> **Assignment**
Which lines of the data contain the string "snow"? Show each of them.

> **Records supplied**
------------

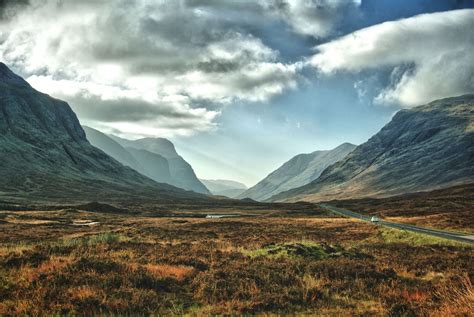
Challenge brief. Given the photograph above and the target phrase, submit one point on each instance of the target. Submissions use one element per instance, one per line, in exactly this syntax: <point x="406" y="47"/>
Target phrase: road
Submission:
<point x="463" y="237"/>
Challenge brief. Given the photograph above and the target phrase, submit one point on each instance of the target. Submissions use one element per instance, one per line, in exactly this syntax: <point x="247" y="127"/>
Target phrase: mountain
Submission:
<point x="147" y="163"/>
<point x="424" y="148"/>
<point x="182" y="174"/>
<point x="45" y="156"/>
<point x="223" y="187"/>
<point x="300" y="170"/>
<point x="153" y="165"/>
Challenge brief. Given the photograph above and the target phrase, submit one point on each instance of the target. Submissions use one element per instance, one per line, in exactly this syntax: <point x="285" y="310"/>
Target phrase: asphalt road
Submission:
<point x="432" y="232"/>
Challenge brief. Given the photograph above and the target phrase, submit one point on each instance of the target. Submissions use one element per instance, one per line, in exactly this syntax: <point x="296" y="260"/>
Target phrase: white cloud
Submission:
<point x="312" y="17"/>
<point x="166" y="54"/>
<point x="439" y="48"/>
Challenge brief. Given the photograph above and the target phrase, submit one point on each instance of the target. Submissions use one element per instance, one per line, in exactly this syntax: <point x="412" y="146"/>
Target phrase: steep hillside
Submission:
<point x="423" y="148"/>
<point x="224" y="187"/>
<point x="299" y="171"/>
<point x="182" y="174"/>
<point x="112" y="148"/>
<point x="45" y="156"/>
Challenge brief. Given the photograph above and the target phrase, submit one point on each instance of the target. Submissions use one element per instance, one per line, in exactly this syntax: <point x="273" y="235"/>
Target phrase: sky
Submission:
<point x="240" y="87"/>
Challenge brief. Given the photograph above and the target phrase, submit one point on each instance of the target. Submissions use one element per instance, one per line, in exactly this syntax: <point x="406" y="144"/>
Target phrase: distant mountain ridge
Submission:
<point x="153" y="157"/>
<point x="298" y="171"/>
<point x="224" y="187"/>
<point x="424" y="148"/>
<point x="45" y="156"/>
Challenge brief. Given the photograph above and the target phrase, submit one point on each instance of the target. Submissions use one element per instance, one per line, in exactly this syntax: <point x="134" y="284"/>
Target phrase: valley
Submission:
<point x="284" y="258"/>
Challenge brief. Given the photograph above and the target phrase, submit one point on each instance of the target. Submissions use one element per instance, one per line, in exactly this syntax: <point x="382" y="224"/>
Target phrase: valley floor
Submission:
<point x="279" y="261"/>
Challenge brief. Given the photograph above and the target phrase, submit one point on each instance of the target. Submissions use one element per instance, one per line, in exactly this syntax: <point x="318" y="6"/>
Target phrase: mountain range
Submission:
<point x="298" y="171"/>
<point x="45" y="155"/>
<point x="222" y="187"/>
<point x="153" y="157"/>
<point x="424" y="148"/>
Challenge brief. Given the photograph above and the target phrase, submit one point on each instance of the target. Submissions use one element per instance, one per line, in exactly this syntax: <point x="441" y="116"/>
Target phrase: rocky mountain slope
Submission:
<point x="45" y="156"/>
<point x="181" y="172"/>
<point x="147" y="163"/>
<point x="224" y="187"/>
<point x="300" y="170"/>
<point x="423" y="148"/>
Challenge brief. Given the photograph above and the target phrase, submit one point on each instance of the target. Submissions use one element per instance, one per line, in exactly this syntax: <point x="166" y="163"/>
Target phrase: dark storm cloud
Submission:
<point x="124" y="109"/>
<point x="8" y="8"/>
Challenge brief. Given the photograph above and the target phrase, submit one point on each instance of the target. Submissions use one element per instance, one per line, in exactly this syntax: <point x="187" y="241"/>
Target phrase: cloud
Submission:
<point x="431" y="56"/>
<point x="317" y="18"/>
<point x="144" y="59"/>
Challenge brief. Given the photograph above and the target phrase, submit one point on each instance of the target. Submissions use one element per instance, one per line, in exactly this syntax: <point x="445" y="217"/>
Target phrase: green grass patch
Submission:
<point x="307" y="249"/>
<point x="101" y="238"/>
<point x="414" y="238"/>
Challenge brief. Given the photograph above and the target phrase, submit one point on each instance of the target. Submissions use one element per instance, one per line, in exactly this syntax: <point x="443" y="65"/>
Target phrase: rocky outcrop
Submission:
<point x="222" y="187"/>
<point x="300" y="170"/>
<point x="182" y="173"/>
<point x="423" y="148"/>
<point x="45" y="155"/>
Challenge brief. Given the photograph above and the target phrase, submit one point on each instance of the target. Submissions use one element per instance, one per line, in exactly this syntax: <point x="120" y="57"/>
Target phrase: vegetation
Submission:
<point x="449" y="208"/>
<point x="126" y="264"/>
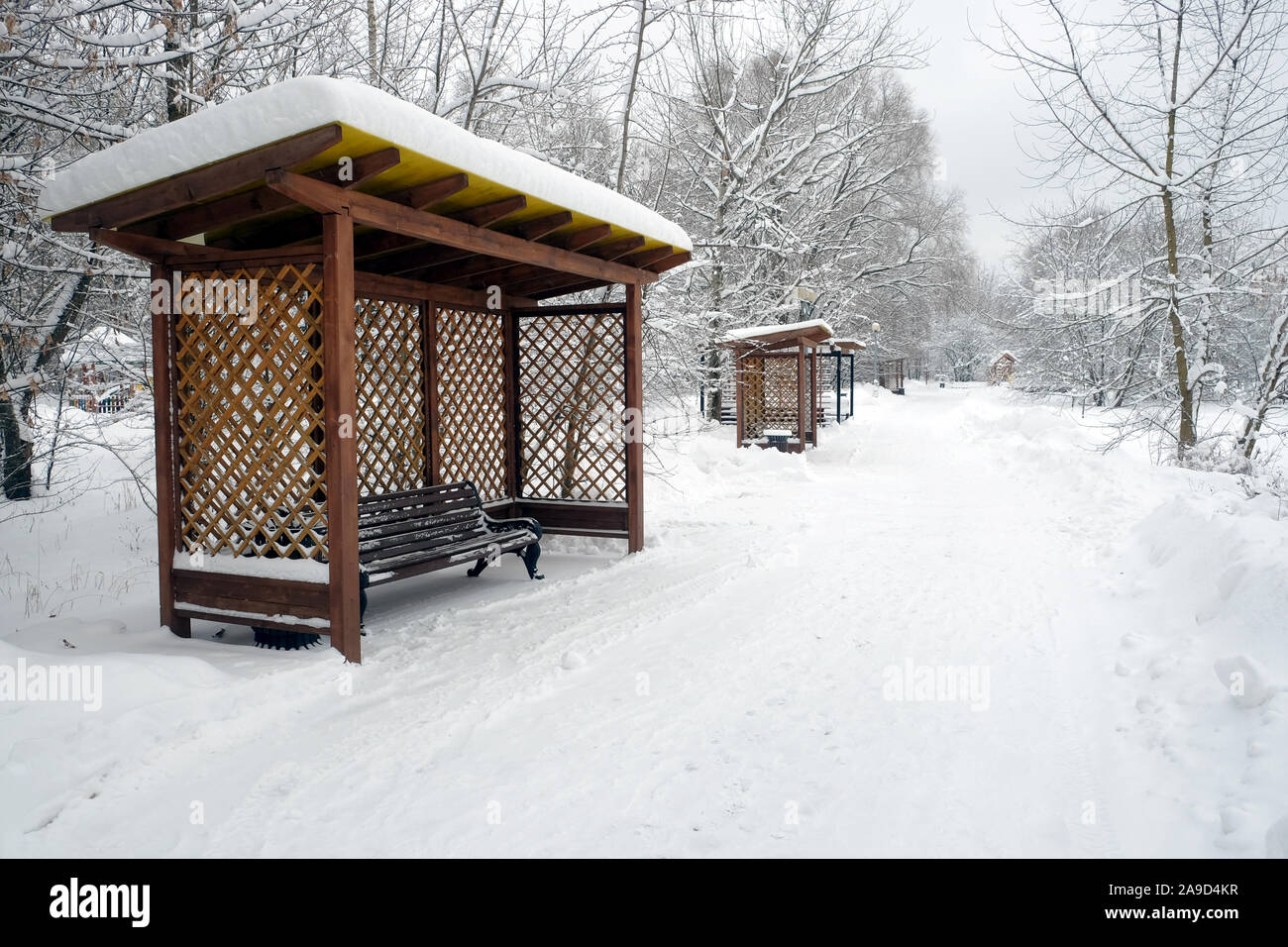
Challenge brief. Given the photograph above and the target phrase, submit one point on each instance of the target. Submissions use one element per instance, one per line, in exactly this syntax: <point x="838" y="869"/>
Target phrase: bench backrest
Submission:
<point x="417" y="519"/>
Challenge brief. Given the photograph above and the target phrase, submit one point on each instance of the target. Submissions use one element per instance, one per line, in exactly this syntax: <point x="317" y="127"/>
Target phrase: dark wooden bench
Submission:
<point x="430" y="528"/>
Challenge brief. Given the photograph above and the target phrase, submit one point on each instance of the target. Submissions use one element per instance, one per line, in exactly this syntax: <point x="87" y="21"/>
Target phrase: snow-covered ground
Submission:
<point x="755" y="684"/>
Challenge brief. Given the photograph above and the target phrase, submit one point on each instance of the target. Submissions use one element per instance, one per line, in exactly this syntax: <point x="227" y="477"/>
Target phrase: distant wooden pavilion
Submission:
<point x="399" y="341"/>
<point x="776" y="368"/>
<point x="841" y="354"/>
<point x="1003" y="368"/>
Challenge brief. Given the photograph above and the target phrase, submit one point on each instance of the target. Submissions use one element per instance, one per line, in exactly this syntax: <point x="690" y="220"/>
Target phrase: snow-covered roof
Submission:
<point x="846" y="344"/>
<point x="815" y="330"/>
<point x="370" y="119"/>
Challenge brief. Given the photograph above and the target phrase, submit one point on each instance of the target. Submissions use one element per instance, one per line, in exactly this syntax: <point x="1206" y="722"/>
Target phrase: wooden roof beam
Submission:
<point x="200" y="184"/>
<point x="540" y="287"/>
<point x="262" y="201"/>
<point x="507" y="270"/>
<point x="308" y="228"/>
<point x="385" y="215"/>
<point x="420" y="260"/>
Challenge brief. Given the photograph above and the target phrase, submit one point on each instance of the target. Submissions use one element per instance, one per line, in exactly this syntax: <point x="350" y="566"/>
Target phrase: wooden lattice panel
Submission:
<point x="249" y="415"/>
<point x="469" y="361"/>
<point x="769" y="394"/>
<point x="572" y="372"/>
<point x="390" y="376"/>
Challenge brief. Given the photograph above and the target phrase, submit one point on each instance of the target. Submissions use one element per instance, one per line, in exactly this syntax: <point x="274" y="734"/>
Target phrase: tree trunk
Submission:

------------

> **Result for this exercise**
Target phrase: snow-covered ground
Target phrase: snow-covered roof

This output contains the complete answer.